# START OF Records shown
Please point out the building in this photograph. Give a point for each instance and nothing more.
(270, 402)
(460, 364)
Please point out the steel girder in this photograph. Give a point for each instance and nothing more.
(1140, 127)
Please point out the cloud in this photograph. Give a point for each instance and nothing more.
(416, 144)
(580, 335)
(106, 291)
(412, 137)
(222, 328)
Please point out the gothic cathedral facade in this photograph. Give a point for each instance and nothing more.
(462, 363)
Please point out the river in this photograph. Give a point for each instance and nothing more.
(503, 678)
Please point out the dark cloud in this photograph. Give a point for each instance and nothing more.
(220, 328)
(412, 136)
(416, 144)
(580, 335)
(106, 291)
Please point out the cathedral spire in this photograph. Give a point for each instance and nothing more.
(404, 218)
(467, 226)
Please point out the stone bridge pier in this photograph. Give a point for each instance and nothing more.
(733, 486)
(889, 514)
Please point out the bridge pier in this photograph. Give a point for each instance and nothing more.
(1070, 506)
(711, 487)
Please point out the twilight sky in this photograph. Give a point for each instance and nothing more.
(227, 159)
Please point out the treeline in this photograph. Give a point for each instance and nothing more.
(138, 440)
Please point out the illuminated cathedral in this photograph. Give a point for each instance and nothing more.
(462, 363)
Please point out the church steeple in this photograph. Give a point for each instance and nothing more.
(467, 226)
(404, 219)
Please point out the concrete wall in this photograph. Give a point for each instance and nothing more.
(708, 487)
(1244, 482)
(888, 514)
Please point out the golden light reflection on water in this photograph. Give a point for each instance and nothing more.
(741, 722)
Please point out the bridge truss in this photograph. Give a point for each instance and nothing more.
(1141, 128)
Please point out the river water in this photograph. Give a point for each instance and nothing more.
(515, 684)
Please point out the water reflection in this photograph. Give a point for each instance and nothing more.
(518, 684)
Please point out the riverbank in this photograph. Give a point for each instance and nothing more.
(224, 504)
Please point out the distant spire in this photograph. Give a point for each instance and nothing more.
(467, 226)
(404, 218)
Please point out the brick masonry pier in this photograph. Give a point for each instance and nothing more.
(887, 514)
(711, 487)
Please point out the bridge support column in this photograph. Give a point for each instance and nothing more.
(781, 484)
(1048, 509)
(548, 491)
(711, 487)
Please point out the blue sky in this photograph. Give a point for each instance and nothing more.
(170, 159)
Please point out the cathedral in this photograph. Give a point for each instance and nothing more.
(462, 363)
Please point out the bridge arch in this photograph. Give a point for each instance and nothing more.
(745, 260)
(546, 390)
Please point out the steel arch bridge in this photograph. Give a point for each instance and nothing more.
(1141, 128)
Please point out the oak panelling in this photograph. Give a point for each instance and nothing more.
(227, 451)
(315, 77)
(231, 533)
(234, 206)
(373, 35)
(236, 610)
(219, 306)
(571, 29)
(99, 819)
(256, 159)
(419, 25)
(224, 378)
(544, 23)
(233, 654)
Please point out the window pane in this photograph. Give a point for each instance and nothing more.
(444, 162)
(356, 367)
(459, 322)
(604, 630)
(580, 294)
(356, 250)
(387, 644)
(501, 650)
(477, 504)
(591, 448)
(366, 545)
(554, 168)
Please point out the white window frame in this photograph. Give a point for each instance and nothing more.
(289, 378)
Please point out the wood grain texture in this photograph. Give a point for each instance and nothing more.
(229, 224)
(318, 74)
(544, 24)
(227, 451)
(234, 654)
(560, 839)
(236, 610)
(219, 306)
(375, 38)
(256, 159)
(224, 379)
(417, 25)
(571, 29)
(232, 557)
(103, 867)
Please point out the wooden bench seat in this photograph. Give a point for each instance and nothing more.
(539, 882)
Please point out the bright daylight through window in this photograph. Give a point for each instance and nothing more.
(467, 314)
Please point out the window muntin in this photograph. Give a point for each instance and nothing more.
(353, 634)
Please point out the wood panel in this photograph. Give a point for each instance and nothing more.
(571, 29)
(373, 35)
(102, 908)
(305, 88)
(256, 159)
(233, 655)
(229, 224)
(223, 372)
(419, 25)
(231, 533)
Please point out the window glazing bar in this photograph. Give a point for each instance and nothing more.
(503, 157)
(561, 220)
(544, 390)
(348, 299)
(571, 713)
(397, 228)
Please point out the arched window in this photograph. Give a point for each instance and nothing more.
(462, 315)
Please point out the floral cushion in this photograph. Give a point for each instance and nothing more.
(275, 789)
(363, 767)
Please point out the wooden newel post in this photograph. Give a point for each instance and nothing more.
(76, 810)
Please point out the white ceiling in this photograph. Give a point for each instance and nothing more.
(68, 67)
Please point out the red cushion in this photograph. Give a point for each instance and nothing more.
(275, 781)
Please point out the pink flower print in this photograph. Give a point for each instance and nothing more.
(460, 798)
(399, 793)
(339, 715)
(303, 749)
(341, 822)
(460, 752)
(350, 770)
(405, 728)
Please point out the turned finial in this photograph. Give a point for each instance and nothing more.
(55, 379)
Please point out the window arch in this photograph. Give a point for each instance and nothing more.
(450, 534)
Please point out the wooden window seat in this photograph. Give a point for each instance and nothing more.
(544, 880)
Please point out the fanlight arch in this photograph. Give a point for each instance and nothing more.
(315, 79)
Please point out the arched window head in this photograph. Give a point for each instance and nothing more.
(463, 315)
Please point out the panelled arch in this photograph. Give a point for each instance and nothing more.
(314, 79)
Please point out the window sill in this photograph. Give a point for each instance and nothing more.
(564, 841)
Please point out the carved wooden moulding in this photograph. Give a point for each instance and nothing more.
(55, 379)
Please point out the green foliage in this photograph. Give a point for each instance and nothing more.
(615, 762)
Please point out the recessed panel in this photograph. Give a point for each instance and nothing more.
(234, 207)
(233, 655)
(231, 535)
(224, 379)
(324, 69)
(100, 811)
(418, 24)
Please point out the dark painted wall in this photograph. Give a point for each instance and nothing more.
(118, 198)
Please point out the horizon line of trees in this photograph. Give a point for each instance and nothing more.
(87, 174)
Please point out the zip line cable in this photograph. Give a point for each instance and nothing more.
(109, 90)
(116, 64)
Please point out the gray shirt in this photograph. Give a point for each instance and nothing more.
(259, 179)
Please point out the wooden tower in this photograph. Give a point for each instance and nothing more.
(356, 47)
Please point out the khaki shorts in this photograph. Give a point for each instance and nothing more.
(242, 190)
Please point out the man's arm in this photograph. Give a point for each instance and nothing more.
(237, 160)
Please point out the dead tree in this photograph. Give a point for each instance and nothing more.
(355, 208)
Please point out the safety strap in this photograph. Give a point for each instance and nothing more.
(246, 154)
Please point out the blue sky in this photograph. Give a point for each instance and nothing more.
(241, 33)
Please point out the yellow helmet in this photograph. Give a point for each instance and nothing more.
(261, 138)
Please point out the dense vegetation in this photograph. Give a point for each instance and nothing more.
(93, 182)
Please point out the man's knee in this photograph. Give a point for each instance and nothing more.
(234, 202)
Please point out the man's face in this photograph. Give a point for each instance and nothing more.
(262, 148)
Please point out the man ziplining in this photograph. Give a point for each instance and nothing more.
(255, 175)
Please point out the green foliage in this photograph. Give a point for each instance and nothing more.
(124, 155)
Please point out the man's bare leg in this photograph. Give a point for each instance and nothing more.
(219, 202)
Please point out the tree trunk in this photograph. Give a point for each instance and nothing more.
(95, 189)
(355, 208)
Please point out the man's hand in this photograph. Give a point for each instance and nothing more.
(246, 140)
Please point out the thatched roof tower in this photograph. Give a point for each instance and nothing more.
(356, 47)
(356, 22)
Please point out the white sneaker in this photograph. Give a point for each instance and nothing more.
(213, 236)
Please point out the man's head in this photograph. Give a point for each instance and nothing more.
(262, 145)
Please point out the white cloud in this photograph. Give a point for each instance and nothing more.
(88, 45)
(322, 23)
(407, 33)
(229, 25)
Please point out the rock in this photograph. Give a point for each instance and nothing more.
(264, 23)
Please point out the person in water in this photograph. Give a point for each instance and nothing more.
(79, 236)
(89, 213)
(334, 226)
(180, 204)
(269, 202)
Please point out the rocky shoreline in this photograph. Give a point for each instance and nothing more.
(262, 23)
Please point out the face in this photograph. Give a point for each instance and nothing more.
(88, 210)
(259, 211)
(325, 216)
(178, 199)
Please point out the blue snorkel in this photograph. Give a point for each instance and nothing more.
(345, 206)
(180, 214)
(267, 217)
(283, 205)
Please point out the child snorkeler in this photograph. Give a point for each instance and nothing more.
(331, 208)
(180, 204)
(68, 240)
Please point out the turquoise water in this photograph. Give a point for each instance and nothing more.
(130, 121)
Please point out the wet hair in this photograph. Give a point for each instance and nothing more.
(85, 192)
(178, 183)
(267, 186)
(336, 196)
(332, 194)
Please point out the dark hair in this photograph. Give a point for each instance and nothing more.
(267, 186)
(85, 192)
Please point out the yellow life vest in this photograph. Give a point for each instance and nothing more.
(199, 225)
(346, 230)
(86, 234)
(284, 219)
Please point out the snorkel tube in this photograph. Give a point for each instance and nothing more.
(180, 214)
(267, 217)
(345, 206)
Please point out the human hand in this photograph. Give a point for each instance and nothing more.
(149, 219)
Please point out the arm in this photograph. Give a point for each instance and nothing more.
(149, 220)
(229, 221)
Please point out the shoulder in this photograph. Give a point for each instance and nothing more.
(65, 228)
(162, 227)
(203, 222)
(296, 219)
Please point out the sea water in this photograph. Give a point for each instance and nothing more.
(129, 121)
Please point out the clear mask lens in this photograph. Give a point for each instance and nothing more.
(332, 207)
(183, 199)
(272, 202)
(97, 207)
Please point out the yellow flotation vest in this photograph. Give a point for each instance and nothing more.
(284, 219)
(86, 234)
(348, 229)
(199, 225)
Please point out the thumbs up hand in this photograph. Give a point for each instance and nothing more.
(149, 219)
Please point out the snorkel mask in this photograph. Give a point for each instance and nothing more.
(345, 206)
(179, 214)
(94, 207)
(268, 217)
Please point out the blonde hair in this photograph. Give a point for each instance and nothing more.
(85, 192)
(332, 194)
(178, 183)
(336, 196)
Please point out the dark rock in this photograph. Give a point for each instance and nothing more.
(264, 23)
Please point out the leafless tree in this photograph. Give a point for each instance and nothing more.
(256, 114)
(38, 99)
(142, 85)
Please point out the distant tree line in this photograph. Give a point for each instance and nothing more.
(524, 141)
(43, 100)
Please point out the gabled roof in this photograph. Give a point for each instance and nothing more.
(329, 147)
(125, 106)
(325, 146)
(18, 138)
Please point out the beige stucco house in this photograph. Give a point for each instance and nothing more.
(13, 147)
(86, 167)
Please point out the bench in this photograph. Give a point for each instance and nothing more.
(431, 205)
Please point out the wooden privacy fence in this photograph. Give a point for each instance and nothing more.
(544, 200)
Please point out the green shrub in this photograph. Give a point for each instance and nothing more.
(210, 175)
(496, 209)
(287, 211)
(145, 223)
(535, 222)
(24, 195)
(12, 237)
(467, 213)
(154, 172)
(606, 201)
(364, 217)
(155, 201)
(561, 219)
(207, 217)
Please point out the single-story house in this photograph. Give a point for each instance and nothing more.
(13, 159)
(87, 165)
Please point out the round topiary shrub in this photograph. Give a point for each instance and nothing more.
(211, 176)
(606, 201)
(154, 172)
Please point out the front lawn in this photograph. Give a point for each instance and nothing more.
# END OF Records shown
**To be done**
Take the line that contains "Please point out the bench" and every line after it through the end of the listing above, and repeat them exactly.

**Task output**
Please point out the bench in this photograph. Give a point for each instance and nothing more.
(431, 205)
Please point out the wooden privacy fence in this photograph. Give a point for each instance and nothing more.
(544, 200)
Please point out the green shrub in this photograph. Give a point for each instance and nothing more.
(210, 175)
(496, 209)
(287, 211)
(145, 223)
(535, 222)
(24, 195)
(12, 237)
(467, 213)
(154, 172)
(606, 201)
(364, 217)
(155, 201)
(561, 219)
(207, 217)
Please point out the single-story house in this photograph. Give a point for each instance and nothing more.
(13, 159)
(87, 165)
Please point out the round topiary shrub in this photograph. Give a point for each instance and nothing more.
(211, 176)
(606, 201)
(154, 172)
Please point out the front lawn in this photograph. Give a point for each instance and nothing more.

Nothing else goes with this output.